The locked box remains the preferred mechanism, as it provides certainty and does not require post-closing activities from the parties. Depending on the target’s cash-flow fluctuations and the negotiation strength of the seller, we also sometimes see a ticker interest adding to the locked box purchase price on a daily basis. This will require the buyer to feel confident about the amount of time it will need to satisfy any conditions precedent (eg, antitrust and other regulatory filings).
5.2 Are break fees permitted in your jurisdiction? If so, under what conditions will they generally be payable? What restrictions or other considerations should be addressed in formulating break fees?
Yes, break fees are permitted in Sweden. The trigger is normally the buyer’s failure to meet conditions precedent within its control within a specific timeframe or by the long-stop date. The level of the break fee should not be set too high, as it risks being set aside if unreasonable. The break fee language and triggers must also be carefully considered for the same reasons. However, break fees are relatively unusual in the Swedish setting.

### [PROVIDED MATERIAL]
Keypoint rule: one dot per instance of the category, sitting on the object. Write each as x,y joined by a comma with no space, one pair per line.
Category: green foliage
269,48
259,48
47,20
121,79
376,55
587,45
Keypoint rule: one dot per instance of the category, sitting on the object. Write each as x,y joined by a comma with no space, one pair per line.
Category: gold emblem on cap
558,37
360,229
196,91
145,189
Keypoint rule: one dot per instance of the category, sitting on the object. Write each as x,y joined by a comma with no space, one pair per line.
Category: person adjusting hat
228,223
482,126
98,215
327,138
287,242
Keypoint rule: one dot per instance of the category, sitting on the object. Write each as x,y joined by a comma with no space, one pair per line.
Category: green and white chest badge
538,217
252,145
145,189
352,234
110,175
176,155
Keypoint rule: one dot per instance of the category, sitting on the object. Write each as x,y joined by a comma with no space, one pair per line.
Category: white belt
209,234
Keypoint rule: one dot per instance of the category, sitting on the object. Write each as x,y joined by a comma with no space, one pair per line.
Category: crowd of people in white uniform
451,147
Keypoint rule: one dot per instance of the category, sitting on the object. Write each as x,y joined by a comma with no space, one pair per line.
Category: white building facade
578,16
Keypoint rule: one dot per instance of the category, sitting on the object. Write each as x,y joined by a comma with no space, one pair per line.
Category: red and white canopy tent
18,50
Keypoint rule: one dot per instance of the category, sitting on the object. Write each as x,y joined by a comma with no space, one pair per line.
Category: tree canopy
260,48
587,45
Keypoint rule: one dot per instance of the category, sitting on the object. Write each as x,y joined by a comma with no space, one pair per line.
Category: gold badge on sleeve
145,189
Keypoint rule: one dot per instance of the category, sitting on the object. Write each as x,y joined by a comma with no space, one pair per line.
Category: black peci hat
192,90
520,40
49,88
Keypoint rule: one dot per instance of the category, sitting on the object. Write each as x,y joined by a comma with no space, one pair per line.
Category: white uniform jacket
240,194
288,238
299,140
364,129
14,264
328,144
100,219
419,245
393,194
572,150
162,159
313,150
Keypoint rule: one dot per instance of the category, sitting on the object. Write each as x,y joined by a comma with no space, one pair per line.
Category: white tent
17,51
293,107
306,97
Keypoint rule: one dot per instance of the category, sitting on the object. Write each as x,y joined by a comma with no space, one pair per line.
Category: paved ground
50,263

### [TASKS FOR THIS EXERCISE]
**1)** Copy the passage on Swedish deal terms word for word, between "5.2 Are break" and "the Swedish setting.", inclusive.
**2)** Proceed with the passage on locked box pricing and break fees in Sweden, picking up right after its final sentence.

### [WRITTEN ANSWERS]
**1)**
5.2 Are break fees permitted in your jurisdiction? If so, under what conditions will they generally be payable? What restrictions or other considerations should be addressed in formulating break fees?
Yes, break fees are permitted in Sweden. The trigger is normally the buyer’s failure to meet conditions precedent within its control within a specific timeframe or by the long-stop date. The level of the break fee should not be set too high, as it risks being set aside if unreasonable. The break fee language and triggers must also be carefully considered for the same reasons. However, break fees are relatively unusual in the Swedish setting.

**2)**
5.3 How is risk typically allocated between the parties?
The seller is rarely willing to take any risk with regard to closing certainty and will assume ordinary course covenants up to closing.
The buyer will expect the seller to give warranties at signing and at closing, with a right to put forward claims under those warranties for a period of 12 to 24 months after closing. W&I insurance is commonly used (and thereby the need for traditional escrows has very much diminished).
5.4 What representations and warranties will typically be made and what are the consequences of breach? Is warranty and indemnity insurance commonly used?
The warranty package is usually relatively well developed, as transactions are normally covered by warranty and indemnity insurance. Consequently, most operational warranties are provided, as well as customary fundamental warranties such as authority, ownership and so on.
The remedy in the event of a breach of a warranty is damages – that is, compensation for the loss caused by the breach. There is no right to terminate the purchase agreement as a result of a breach of warranties.
6 Management considerations
6.1 How are management incentive schemes typically structured in your jurisdiction? What are the potential advantages and disadvantages of these different structures?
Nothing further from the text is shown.